◆ Stated exercise 1
Please extract every line of the listing that contains the string "gravel", treating case as significant.

[Start of Passage given]

Watercolor exhibit is awash with talent and vision

An old arts organization is still producing new work. Dating back to 1885, the Baltimore Watercolor Society is the third oldest organization in the country dedicated to water media. Judging from its current exhibit at the Bernice Kish Gallery at Slayton House, it's a lively group.

The exhibiting members often take full advantage of their fluid medium's ability to establish a mood that washes over the viewer. In Deborah Hoeper's "Night Moon," for instance, the moon is a white orb above melting hues of black, gray and white. You're immersed in the near-monochromatic atmosphere.

A seasonal scene relying on melting colors is Bonita Glaser's "Autumn Accent." This watercolor's depiction of a wooden footbridge nestled in the forest is crisply rendered, but the backing trees are a somewhat blurry merger of greens, browns and yellows.

There's more melting to be seen in Barbara Langford's "Eggplants," which offers a closeup view of two specimens. The purple forms are recognizable, but they're slightly abstracted and fuzzy around the sides. Also, the background essentially is comprised of the interplay of colors including purple.

Carolyn Councell's "Hills of Oella" features a realistically rendered house and church that are immersed in a pastoral setting that's dominated by misty greens.

If such watercolors flirt with abstraction, Al Bishop pushes into pure abstraction with "Horizon." It's a horizontally oriented watercolor whose purple- and pink-toned bands of color evoke the intensity of a sunset. There's no need for anything more than the surrounding expanse of white paper, because you're meant to focus on the assertively colorful feeling expressed by the sky itself.

[End of Passage given]
[Start of Data to use]

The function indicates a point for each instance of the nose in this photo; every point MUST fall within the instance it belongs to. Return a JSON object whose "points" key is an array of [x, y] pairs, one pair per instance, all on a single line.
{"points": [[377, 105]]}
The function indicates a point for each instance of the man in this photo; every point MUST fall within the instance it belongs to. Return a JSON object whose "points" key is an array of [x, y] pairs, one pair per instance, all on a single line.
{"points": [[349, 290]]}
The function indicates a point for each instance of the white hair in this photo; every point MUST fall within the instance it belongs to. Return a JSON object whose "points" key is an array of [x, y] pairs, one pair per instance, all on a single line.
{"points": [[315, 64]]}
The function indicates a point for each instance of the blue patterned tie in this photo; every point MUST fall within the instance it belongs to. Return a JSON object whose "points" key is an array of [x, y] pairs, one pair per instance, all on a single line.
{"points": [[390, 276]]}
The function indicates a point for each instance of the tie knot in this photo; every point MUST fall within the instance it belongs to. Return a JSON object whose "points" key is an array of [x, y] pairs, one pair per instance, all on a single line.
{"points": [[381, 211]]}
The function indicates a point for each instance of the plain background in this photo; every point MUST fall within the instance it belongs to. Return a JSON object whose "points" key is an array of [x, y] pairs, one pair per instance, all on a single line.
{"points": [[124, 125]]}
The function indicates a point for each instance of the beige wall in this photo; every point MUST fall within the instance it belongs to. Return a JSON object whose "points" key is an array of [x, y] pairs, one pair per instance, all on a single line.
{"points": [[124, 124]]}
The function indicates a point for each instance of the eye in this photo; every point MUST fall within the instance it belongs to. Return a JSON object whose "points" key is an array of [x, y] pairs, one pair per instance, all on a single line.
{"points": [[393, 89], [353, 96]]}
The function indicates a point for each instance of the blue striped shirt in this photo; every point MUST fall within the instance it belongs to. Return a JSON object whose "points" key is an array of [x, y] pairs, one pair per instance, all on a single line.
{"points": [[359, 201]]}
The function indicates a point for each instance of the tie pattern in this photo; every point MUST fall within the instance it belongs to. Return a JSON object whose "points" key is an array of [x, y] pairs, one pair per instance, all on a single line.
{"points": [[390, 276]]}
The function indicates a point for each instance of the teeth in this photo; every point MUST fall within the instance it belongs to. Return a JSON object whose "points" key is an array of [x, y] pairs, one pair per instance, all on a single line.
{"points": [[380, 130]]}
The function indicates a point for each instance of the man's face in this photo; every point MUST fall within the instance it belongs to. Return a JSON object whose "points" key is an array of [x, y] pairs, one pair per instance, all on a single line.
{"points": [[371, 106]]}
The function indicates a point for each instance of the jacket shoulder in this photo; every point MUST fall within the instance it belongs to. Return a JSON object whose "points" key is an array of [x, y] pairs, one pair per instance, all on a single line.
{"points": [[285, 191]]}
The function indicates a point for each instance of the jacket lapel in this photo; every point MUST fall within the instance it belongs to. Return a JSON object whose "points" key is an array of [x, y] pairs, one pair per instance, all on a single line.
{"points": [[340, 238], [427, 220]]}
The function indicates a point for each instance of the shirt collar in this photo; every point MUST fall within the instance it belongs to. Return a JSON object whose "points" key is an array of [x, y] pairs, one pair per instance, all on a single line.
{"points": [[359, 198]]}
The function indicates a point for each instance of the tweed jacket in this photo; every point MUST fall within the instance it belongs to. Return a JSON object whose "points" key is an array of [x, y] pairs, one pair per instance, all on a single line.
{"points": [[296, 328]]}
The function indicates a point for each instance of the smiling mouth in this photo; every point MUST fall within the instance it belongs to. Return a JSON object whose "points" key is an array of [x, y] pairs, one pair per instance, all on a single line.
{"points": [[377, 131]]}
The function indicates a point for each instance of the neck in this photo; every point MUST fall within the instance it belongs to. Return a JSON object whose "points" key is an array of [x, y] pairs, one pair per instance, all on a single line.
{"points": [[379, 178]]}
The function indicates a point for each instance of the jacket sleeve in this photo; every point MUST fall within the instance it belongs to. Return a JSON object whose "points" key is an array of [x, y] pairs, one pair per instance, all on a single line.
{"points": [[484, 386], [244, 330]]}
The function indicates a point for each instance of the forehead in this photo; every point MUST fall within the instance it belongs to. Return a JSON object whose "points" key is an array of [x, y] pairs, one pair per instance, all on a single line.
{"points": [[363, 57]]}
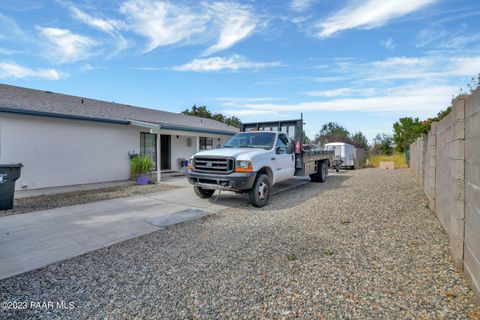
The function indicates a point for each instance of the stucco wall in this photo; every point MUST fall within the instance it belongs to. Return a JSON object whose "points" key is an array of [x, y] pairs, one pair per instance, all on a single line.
{"points": [[450, 174], [180, 149], [472, 190], [58, 152]]}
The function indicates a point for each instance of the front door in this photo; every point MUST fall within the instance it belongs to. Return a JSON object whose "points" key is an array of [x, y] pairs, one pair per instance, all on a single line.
{"points": [[165, 152], [284, 160]]}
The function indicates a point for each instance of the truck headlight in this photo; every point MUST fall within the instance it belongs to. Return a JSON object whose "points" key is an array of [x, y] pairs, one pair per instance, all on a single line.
{"points": [[243, 166]]}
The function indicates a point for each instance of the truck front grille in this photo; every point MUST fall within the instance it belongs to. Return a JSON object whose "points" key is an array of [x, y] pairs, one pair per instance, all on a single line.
{"points": [[213, 165]]}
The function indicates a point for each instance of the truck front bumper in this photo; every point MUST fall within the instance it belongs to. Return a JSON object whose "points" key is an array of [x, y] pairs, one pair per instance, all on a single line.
{"points": [[234, 181]]}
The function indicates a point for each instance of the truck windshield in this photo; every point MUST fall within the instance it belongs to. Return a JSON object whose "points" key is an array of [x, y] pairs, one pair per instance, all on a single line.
{"points": [[262, 140]]}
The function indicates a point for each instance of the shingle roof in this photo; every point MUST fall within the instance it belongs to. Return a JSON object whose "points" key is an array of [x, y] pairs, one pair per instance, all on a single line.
{"points": [[38, 102]]}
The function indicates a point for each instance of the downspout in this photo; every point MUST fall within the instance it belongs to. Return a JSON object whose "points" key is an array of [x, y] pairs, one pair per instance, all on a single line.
{"points": [[159, 156]]}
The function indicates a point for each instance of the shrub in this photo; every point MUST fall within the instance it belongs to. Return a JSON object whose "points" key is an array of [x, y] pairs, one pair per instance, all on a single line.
{"points": [[141, 165]]}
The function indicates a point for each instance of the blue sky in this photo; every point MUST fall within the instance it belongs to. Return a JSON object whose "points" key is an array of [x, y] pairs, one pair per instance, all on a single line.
{"points": [[362, 64]]}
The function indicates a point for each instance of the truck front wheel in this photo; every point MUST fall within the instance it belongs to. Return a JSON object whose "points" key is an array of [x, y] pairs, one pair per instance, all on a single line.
{"points": [[203, 193], [260, 191]]}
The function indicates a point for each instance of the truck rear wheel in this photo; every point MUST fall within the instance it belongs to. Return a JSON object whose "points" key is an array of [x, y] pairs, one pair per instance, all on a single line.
{"points": [[260, 191], [203, 193], [321, 174]]}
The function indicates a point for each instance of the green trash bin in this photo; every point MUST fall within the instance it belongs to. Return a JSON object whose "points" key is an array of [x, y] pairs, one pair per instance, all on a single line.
{"points": [[9, 173]]}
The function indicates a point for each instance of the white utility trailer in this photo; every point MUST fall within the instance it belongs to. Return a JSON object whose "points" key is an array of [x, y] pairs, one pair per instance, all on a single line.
{"points": [[344, 154]]}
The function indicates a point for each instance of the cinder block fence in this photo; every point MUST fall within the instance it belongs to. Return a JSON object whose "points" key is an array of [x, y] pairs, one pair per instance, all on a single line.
{"points": [[446, 162]]}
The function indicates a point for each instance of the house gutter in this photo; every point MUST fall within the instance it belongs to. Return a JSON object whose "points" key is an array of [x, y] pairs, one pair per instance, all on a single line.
{"points": [[61, 116], [192, 129]]}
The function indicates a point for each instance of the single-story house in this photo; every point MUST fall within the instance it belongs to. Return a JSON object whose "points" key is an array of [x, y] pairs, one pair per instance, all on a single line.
{"points": [[66, 140]]}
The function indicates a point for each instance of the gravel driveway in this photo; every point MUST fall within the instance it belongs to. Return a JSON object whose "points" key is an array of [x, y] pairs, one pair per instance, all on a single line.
{"points": [[364, 244]]}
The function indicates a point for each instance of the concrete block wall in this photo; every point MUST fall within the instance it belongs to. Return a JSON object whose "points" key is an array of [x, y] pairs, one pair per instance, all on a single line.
{"points": [[449, 170], [471, 261], [430, 165], [447, 164]]}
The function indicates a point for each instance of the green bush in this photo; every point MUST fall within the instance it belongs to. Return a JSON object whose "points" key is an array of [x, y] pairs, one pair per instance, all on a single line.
{"points": [[141, 165]]}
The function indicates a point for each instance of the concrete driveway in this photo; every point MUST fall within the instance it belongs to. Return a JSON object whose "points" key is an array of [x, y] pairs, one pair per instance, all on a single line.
{"points": [[33, 240]]}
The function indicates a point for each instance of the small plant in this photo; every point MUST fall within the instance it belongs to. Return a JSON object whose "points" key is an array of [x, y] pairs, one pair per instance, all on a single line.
{"points": [[140, 166], [292, 257], [328, 252]]}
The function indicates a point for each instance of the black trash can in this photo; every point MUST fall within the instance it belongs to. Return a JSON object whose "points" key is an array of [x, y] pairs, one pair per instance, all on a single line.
{"points": [[9, 173]]}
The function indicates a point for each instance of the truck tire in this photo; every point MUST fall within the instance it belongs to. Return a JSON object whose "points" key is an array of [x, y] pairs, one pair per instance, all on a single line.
{"points": [[260, 192], [203, 193], [321, 174]]}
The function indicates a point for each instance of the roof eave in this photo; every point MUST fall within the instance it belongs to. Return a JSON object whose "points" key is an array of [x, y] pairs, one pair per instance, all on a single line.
{"points": [[61, 115]]}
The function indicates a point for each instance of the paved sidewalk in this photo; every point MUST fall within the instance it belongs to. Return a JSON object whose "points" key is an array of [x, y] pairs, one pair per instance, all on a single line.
{"points": [[32, 240]]}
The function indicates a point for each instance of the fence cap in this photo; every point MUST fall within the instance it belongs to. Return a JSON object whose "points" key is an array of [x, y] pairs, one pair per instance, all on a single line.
{"points": [[13, 165]]}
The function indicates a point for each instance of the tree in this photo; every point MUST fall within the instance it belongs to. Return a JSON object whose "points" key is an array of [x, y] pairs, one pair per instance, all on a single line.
{"points": [[383, 144], [305, 138], [406, 130], [359, 140], [203, 112]]}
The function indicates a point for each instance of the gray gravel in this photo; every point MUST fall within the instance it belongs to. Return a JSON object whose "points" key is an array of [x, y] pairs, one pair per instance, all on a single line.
{"points": [[45, 202], [362, 245]]}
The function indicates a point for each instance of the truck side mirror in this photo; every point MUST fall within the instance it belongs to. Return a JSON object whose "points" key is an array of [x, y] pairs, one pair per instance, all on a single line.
{"points": [[290, 147]]}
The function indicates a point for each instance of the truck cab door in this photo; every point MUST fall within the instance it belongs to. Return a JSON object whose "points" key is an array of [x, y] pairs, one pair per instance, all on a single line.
{"points": [[284, 163]]}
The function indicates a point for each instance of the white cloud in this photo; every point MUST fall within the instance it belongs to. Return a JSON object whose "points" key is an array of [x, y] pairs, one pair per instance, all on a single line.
{"points": [[105, 25], [8, 28], [109, 26], [368, 15], [16, 71], [236, 23], [233, 63], [65, 46], [163, 23], [388, 43], [301, 5], [340, 92], [438, 37], [410, 99]]}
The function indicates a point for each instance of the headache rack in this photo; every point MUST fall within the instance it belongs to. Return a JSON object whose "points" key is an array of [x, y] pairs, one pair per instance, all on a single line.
{"points": [[305, 161]]}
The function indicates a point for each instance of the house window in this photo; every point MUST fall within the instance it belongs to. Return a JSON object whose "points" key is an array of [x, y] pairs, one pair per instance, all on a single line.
{"points": [[148, 146], [206, 143]]}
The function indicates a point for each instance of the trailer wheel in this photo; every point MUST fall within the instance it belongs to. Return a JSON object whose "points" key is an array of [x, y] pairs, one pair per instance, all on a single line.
{"points": [[321, 174], [260, 192], [203, 193]]}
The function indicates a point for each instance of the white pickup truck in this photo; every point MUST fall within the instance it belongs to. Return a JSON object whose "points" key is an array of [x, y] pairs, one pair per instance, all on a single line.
{"points": [[255, 159]]}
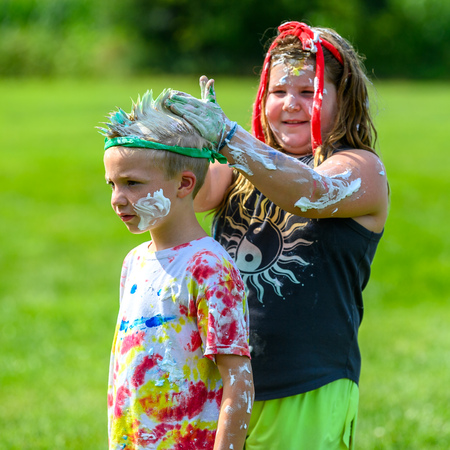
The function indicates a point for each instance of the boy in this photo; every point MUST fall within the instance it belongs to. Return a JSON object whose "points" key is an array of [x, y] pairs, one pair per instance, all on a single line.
{"points": [[180, 374]]}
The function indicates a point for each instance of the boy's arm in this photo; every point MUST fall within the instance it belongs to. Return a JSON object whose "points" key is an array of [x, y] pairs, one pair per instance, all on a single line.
{"points": [[237, 401]]}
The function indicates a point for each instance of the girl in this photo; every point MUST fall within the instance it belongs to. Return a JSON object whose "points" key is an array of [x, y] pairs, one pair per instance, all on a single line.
{"points": [[301, 211]]}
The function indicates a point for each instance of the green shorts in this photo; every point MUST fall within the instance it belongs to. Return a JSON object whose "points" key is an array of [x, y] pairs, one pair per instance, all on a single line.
{"points": [[323, 419]]}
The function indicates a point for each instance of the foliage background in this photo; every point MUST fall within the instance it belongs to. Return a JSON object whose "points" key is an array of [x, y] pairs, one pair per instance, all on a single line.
{"points": [[401, 38], [65, 63]]}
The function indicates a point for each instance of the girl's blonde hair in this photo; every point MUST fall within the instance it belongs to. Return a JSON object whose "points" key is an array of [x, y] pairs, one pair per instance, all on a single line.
{"points": [[353, 126]]}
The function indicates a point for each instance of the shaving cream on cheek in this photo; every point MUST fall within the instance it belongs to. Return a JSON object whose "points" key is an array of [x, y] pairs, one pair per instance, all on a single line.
{"points": [[151, 208]]}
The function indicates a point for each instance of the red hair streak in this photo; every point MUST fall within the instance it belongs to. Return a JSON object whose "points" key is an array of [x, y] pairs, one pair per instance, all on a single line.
{"points": [[311, 42]]}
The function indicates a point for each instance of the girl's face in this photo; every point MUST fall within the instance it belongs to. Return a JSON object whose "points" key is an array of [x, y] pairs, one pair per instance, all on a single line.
{"points": [[132, 176], [289, 106]]}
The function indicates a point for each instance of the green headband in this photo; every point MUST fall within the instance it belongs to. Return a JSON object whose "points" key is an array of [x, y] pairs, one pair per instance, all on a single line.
{"points": [[127, 141]]}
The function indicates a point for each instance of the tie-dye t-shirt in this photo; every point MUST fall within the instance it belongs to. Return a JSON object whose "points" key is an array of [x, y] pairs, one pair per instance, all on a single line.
{"points": [[178, 308]]}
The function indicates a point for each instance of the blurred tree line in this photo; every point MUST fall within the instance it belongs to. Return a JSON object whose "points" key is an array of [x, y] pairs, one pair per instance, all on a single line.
{"points": [[400, 38]]}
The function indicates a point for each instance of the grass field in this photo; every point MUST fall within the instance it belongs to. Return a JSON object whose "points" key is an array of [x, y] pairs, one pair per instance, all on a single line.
{"points": [[62, 248]]}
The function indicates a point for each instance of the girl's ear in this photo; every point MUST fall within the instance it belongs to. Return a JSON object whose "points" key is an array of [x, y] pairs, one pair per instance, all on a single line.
{"points": [[187, 183]]}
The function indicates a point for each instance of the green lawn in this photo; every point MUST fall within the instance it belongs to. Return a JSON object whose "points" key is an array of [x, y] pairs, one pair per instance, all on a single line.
{"points": [[62, 248]]}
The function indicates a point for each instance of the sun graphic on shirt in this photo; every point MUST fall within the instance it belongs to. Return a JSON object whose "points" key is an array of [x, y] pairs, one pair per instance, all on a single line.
{"points": [[275, 263]]}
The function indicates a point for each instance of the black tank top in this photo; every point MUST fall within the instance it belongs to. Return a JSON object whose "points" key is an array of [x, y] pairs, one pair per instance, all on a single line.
{"points": [[304, 279]]}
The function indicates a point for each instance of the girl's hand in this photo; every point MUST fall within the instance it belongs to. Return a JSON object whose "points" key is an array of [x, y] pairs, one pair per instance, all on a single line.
{"points": [[205, 115]]}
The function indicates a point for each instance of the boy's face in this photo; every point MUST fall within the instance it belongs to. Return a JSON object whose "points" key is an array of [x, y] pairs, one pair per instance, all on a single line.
{"points": [[132, 177]]}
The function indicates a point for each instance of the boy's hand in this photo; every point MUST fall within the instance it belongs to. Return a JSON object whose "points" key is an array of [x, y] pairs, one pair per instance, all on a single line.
{"points": [[237, 401], [205, 114]]}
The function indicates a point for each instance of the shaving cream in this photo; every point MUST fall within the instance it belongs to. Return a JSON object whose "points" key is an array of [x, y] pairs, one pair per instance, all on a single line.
{"points": [[151, 208]]}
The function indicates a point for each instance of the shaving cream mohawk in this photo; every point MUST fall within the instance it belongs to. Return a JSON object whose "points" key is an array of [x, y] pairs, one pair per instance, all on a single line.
{"points": [[151, 120]]}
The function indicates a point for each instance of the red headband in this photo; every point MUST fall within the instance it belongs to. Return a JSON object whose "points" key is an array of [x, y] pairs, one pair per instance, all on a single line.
{"points": [[311, 42]]}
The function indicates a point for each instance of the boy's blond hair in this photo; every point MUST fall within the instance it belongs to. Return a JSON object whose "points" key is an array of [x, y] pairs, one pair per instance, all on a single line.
{"points": [[150, 120]]}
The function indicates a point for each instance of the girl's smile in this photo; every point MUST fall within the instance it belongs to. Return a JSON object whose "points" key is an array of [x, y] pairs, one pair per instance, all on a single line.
{"points": [[289, 105]]}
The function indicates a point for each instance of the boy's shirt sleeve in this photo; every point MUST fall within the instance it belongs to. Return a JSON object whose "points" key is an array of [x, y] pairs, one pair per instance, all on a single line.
{"points": [[222, 312]]}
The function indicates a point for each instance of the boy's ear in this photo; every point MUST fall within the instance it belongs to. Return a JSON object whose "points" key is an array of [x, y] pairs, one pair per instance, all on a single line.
{"points": [[187, 183]]}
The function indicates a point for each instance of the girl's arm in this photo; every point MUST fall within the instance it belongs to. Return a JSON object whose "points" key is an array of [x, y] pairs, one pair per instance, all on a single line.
{"points": [[237, 401], [351, 183], [217, 181]]}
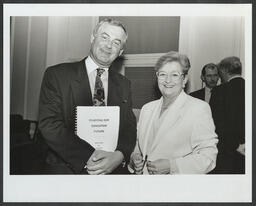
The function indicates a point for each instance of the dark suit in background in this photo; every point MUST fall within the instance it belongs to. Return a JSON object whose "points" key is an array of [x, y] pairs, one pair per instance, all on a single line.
{"points": [[64, 87], [228, 110], [200, 94]]}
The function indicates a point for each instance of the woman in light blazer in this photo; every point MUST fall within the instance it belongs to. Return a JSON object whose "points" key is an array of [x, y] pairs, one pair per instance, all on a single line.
{"points": [[175, 134]]}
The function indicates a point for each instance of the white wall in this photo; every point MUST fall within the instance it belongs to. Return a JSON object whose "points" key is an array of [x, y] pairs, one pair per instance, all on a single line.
{"points": [[210, 39], [68, 38]]}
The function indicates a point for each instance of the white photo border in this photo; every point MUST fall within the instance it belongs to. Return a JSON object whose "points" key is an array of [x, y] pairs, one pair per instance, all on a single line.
{"points": [[128, 188]]}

[End of Data to use]

◆ Stated exercise 2
Output the portion of the exhibit review between "The exhibiting members" and "colors including purple.", inclusive.

◆ Final answer 1
The function indicates a point for each instance of the gravel driveway in this photo; every point MUST fall within the instance it belongs to. Return a JSON object whose "points" key is an array of [x, y] pairs, one pair per instance, all on a single line.
The function indicates a point for each instance of the gray gravel in this photo; every point MUST fall within the instance it belongs to. Return a JSON object whose "points" key is an array of [x, y] pairs, one pair per instance, all on a single line.

◆ Final answer 2
The exhibiting members often take full advantage of their fluid medium's ability to establish a mood that washes over the viewer. In Deborah Hoeper's "Night Moon," for instance, the moon is a white orb above melting hues of black, gray and white. You're immersed in the near-monochromatic atmosphere.

A seasonal scene relying on melting colors is Bonita Glaser's "Autumn Accent." This watercolor's depiction of a wooden footbridge nestled in the forest is crisply rendered, but the backing trees are a somewhat blurry merger of greens, browns and yellows.

There's more melting to be seen in Barbara Langford's "Eggplants," which offers a closeup view of two specimens. The purple forms are recognizable, but they're slightly abstracted and fuzzy around the sides. Also, the background essentially is comprised of the interplay of colors including purple.